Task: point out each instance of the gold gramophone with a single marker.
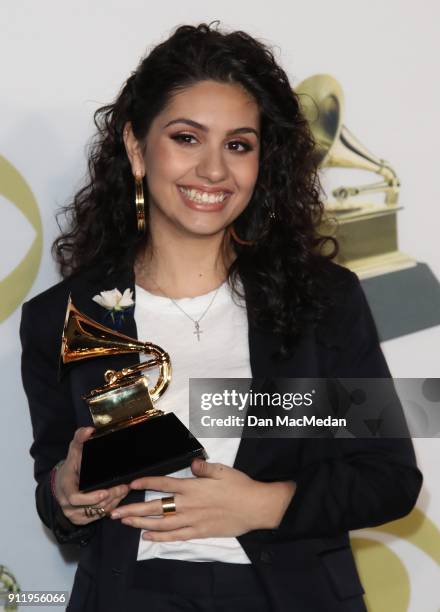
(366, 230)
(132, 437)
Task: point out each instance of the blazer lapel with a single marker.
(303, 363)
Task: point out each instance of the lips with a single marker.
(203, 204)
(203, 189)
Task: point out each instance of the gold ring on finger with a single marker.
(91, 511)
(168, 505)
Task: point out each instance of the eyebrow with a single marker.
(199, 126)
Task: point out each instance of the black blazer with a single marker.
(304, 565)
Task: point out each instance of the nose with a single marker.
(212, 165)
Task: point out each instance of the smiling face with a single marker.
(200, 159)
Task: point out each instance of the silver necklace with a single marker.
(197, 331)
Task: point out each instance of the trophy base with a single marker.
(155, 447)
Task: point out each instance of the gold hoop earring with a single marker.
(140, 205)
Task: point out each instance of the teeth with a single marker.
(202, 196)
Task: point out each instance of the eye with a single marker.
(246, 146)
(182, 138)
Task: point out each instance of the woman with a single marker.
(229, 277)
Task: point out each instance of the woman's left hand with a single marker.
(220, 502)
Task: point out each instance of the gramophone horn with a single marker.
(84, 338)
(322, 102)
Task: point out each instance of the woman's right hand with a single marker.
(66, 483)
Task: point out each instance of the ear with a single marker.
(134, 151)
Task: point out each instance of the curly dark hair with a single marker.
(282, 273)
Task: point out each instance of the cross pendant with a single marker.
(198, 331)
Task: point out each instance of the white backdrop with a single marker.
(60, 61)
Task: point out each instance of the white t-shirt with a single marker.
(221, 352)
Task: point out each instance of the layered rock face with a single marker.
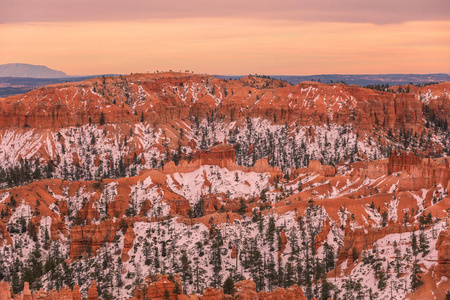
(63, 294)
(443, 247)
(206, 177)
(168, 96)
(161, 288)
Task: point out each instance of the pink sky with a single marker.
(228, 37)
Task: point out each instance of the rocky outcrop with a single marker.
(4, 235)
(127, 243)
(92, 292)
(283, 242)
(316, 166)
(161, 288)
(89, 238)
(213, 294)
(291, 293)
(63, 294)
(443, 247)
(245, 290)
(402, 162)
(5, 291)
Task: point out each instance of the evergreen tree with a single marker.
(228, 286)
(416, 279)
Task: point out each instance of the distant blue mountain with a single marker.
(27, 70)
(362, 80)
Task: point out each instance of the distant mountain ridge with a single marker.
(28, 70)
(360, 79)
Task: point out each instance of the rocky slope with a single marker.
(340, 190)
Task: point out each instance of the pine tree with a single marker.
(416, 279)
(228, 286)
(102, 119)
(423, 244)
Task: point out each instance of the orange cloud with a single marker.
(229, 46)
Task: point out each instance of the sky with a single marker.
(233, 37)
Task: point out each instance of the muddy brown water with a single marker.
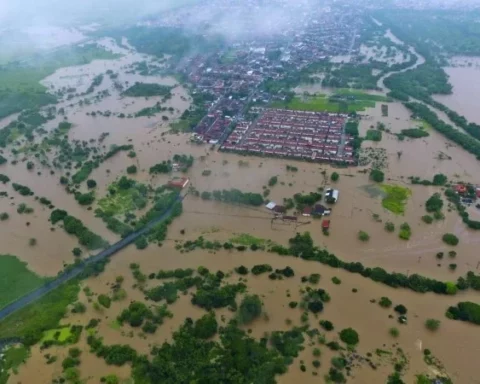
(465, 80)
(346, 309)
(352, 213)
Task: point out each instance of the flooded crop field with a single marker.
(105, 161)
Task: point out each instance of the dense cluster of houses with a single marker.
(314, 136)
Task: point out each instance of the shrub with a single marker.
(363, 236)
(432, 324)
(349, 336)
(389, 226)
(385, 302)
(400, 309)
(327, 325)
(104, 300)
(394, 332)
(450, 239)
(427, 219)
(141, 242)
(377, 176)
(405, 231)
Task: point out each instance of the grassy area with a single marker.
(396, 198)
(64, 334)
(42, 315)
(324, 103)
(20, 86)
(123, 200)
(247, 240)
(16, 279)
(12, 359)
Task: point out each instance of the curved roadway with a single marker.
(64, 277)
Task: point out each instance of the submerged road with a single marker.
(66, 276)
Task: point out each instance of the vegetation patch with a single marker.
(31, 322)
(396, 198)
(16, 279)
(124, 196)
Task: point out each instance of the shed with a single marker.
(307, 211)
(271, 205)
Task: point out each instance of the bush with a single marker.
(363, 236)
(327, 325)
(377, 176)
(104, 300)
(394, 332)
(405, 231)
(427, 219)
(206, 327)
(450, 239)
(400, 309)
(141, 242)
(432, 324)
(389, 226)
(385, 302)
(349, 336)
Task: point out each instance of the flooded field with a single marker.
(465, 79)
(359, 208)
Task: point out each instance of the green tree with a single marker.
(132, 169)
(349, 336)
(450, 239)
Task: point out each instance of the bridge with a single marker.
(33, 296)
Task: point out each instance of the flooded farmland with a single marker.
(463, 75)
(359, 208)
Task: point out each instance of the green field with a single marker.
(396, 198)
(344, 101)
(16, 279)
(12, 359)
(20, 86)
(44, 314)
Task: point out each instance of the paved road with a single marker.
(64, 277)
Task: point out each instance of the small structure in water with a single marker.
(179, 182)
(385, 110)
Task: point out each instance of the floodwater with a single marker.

---

Rewrite every one of the records above with "with a single marker" switched to "with one dot" and nothing else changed. Leave out the pictures.

Output for this exercise:
Task: point out each instance of the gold gramophone with one dot.
(366, 230)
(132, 437)
Task: point out each instance of the blazer lapel with one dot.
(303, 363)
Task: point out each instance of the lips with one dot.
(203, 204)
(203, 189)
Task: point out each instance of the gold ring on finger with one dot.
(91, 511)
(168, 505)
Task: point out each instance of the eyebrow with one dot.
(199, 126)
Task: point out each instance of the black blazer with one dot.
(304, 565)
Task: point out each instance of the nose with one dot.
(212, 165)
Task: point out each instance of the smiling face with one dot.
(200, 159)
Task: point out each instance of the silver necklace with one dot.
(197, 331)
Task: point out each instance of the trophy base with one dot.
(155, 447)
Task: point out each instance of the gold hoop earring with one dot.
(140, 205)
Task: point out each instance of the teeth with one dot.
(202, 196)
Task: point out each instance of the eye with one dot.
(246, 146)
(182, 138)
Task: point out each instance of the woman with one dot.
(229, 277)
Task: point out each instance of the woman's left hand with one dot.
(220, 502)
Task: point out each instance of the gramophone horn with one dot.
(84, 338)
(322, 102)
Task: point out each instance of the woman's right hand with one dot.
(66, 483)
Task: point out each instance of the ear with one dot.
(134, 151)
Task: point out each instance of the curly dark hair with one dot.
(282, 273)
Task: point out each instance of the cross pendant with one dot.
(198, 331)
Task: point out each instance of the white backdrop with one dot.
(60, 61)
Task: point out each instance of the white t-shirt with one dot.
(221, 352)
Task: point out each instance of the layered rock face with one dot.
(63, 294)
(443, 247)
(206, 177)
(168, 96)
(161, 288)
Task: point out each instance of the pink sky with one dot.
(228, 37)
Task: point out each instance of the rocky outcrop with one dot.
(4, 235)
(127, 243)
(92, 292)
(283, 242)
(316, 166)
(161, 288)
(89, 238)
(213, 294)
(291, 293)
(63, 294)
(443, 247)
(245, 290)
(402, 162)
(5, 291)
Task: point out each instance of the evergreen tree with one dot.
(228, 286)
(416, 279)
Task: point out each instance of the distant blue mountain with one dot.
(27, 70)
(362, 80)
Task: point out each instance of the distant mountain ridge with one dot.
(28, 70)
(360, 79)
Task: point out each instance of the rocky slope with one dot.
(340, 190)
Task: point out each instance of the pine tree with one dot.
(416, 279)
(228, 286)
(102, 119)
(423, 244)
Task: point out each instance of the orange cloud with one dot.
(229, 46)
Task: point out each instance of the sky with one dot.
(233, 37)
Task: point out each instance of the muddy brown water with one dot.
(465, 80)
(346, 309)
(352, 213)
Task: point out each instance of the flooded crop field with one dot.
(105, 161)
Task: point out each instance of the dense cluster of houses with one dot.
(314, 136)
Task: point out each instance of the shrub with one dot.
(363, 236)
(432, 324)
(349, 336)
(389, 226)
(385, 302)
(400, 309)
(327, 325)
(104, 300)
(394, 332)
(450, 239)
(427, 219)
(141, 242)
(377, 176)
(405, 231)
Task: point out each instance of the grassy area with one dot.
(396, 198)
(64, 334)
(42, 315)
(324, 103)
(20, 86)
(123, 200)
(247, 240)
(16, 279)
(12, 359)
Task: point out each instance of the curved roadway with one dot.
(64, 277)
Task: point out each instance of the submerged road with one dot.
(66, 276)
Task: point out each instance of the vegetation patch with one dot.
(31, 322)
(396, 198)
(16, 279)
(124, 196)
Task: point out each instance of the shed with one dot.
(307, 211)
(271, 205)
Task: point out each instance of the bush with one dot.
(363, 236)
(327, 325)
(377, 176)
(104, 300)
(394, 332)
(405, 231)
(427, 219)
(206, 327)
(450, 239)
(400, 309)
(141, 242)
(432, 324)
(389, 226)
(385, 302)
(349, 336)
Task: point out each instance of the flooded field with one dot.
(465, 79)
(359, 208)
Task: point out each instance of the green tree with one dot.
(132, 169)
(349, 336)
(450, 239)
Task: point out each instance of the bridge with one dot.
(33, 296)
Task: point out each instance of the flooded farmland with one dot.
(463, 75)
(359, 208)
Task: point out each instance of the green field with one dot.
(396, 198)
(344, 101)
(16, 279)
(12, 359)
(20, 86)
(44, 314)
Task: point out each instance of the paved road with one dot.
(64, 277)
Task: point out each instance of the small structure in water with one dot.
(179, 182)
(385, 110)
Task: point out each instance of the floodwater with one dot.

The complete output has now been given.